PROMPT:
Only the text belongs in the copy: retype each record exactly as it appears.

DATA FOR ANALYSIS:
▼▼▼

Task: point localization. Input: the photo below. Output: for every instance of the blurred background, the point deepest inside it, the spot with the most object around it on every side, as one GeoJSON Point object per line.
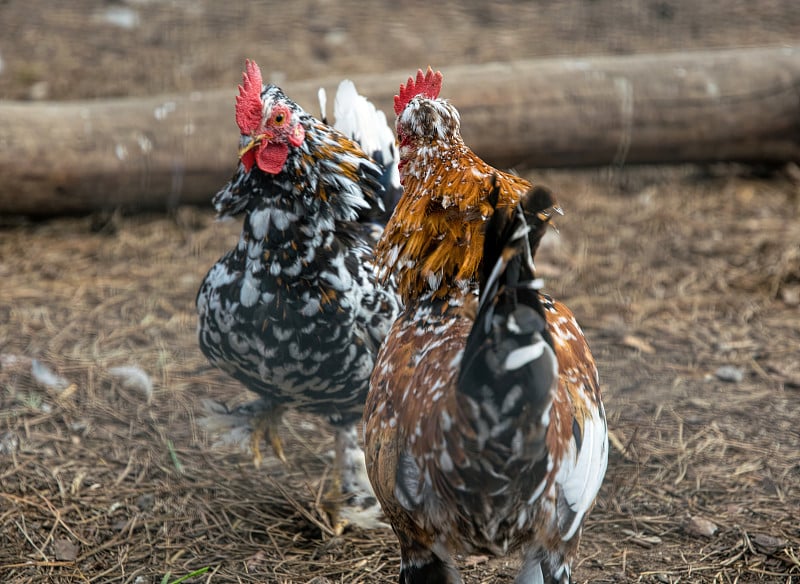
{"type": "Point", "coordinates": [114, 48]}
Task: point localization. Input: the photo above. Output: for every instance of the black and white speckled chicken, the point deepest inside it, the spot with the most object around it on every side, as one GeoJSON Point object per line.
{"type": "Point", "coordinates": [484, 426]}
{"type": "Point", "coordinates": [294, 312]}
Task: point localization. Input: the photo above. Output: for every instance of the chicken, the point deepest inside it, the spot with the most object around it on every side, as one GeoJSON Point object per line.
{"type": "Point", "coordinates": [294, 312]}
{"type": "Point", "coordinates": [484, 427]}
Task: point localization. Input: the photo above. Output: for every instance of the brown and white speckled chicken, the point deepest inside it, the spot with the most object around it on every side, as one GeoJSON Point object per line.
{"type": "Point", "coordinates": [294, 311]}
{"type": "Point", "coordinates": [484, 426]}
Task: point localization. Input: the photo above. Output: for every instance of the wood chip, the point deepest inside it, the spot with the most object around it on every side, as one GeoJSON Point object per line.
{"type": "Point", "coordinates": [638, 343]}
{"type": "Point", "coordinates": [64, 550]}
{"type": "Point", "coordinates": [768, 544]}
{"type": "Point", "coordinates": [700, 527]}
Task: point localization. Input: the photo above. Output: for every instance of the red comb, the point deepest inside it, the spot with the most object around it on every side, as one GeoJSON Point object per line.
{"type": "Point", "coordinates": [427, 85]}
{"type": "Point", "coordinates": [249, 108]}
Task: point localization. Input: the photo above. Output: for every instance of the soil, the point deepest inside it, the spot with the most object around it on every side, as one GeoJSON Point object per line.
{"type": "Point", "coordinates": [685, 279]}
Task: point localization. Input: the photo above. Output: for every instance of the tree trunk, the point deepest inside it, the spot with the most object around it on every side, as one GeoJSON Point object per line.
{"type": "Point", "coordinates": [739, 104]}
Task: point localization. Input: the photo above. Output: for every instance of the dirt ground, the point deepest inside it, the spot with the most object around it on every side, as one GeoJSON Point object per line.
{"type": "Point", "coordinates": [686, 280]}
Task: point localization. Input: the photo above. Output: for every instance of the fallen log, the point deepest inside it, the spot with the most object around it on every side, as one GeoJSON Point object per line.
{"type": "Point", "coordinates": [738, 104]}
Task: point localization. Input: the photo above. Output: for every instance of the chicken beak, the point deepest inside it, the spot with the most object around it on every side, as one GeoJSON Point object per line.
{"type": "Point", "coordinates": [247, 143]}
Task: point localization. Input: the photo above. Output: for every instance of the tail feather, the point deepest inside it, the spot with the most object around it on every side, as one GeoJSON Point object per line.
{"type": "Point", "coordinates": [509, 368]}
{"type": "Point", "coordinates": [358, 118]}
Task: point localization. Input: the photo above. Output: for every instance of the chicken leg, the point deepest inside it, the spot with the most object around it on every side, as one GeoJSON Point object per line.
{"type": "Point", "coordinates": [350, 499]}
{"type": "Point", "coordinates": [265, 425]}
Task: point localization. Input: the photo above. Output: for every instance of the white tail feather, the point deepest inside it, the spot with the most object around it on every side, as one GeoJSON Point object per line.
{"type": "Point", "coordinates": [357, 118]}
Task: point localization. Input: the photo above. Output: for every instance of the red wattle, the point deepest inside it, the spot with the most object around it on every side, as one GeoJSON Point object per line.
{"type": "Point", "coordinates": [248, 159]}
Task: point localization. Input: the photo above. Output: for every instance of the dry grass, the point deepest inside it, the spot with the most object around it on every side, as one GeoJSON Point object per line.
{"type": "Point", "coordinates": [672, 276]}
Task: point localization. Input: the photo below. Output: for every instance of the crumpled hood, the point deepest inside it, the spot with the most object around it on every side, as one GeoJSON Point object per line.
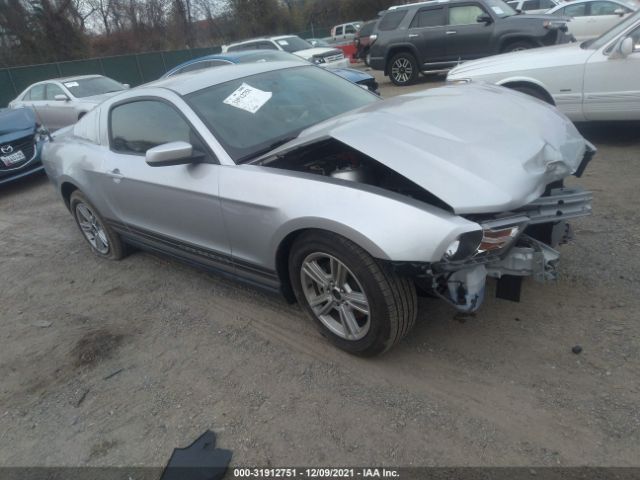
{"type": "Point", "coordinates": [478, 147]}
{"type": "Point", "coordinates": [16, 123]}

▲▲▲

ANSWER BELOW:
Task: point localization. Input: the photo below. Output: for every instance of the blurred background, the point deepest inside it, the spot with the most object around it on every side, as one GeoJSON Point object per line.
{"type": "Point", "coordinates": [114, 48]}
Task: point localization. Input: the photo above. Output: for every instance of the black and white speckled chicken, the point deepest inside it, the spot with the most object around it on every side, as one GeoJSON Point object per line.
{"type": "Point", "coordinates": [484, 426]}
{"type": "Point", "coordinates": [294, 312]}
Task: point localization. Input: the photo above. Output: for every instance of the chicken, the point deepest inside it, the spot with the most object around it on every side, as one GeoJSON Point object per line.
{"type": "Point", "coordinates": [294, 312]}
{"type": "Point", "coordinates": [484, 427]}
Task: point localization. Input: the photo above. Output: for every instance of the brown and white speckled chicken, the point deepest inside it, the spot with the most object around it on every side, as one GeoJSON Point object per line.
{"type": "Point", "coordinates": [294, 311]}
{"type": "Point", "coordinates": [484, 426]}
Task: point localization. Input: the photo above. Output: for every instance of the wood chip, the point deepest inside it, the spot with the most object around it on every side, as one GeoJSON Point object per line.
{"type": "Point", "coordinates": [638, 343]}
{"type": "Point", "coordinates": [64, 550]}
{"type": "Point", "coordinates": [768, 544]}
{"type": "Point", "coordinates": [700, 527]}
Task: point localization. Input: the photo above. Output: for every instance of the red comb, the point deepest inside it, the spot with the most object around it on every side, as one GeoJSON Point object per line.
{"type": "Point", "coordinates": [427, 85]}
{"type": "Point", "coordinates": [249, 108]}
Task: point localization. Input: the photo above. Output: for every instance of the soil, the point deepest inside it, the spot with the most object around it on every side, as one GeoJSON Point object per line.
{"type": "Point", "coordinates": [685, 279]}
Task: point localization. Input: the photo above. Output: for every instance of the tree trunk, the point deepest inside it, the spot with the most object around it on every side, as one GeoJSON Point object per line.
{"type": "Point", "coordinates": [739, 104]}
Task: point localization. Input: the photo above. Output: for every instance of the dirt ground, the point deepest inside it, the spot with the most object around it on every side, as one GeoJSON Point object per line.
{"type": "Point", "coordinates": [686, 280]}
Task: point localization. Input: the photo above. Output: for every instance of the fallen log, the point deepest inside it, the spot with the most object around it on every side, as one GeoJSON Point object per line.
{"type": "Point", "coordinates": [738, 104]}
Task: point localization. Input: the photo above. Output: for every instance of the chicken beak, the point deepest inside it, the spot with the most object around it on every side, as one GeoJSON Point object per line.
{"type": "Point", "coordinates": [247, 143]}
Task: point localization. Input: the photo above. Output: for every instance of the tail feather, the point deepest inside it, the spot with the most object around it on every side, as one GeoJSON Point object per line.
{"type": "Point", "coordinates": [509, 368]}
{"type": "Point", "coordinates": [358, 118]}
Task: point localization. Input: the photo above. Output: for every instance of the chicken leg, the point deepest inside it, the spot with the most object around it on every side, as one GeoJSON Point object per line.
{"type": "Point", "coordinates": [350, 499]}
{"type": "Point", "coordinates": [265, 425]}
Task: point localization. Input: the photo above. Output: for every instance of the white tail feather, the point deepest inside it, the spot with the most object around it on every side, as one GeoJSON Point object per line.
{"type": "Point", "coordinates": [357, 118]}
Task: point localization. Input: the photo above. Output: for every instance of the red wattle, the point deepest inside it, the spot with the most object around it on every side, as one GeoJSON Point object per line.
{"type": "Point", "coordinates": [248, 159]}
Task: point localization. Input: the photo above. Output: for every instance of the dry grass, the point deepest inside it, the spot with the most object around it on every side, as one GeoJSON Point object per line.
{"type": "Point", "coordinates": [672, 276]}
Task: point localization. Input: the photo below. Output: for every instance of the crumpled hood, the point deepest inside it, the spot with the most object around it on every side, as one GeoJSON Point object per line.
{"type": "Point", "coordinates": [478, 147]}
{"type": "Point", "coordinates": [16, 123]}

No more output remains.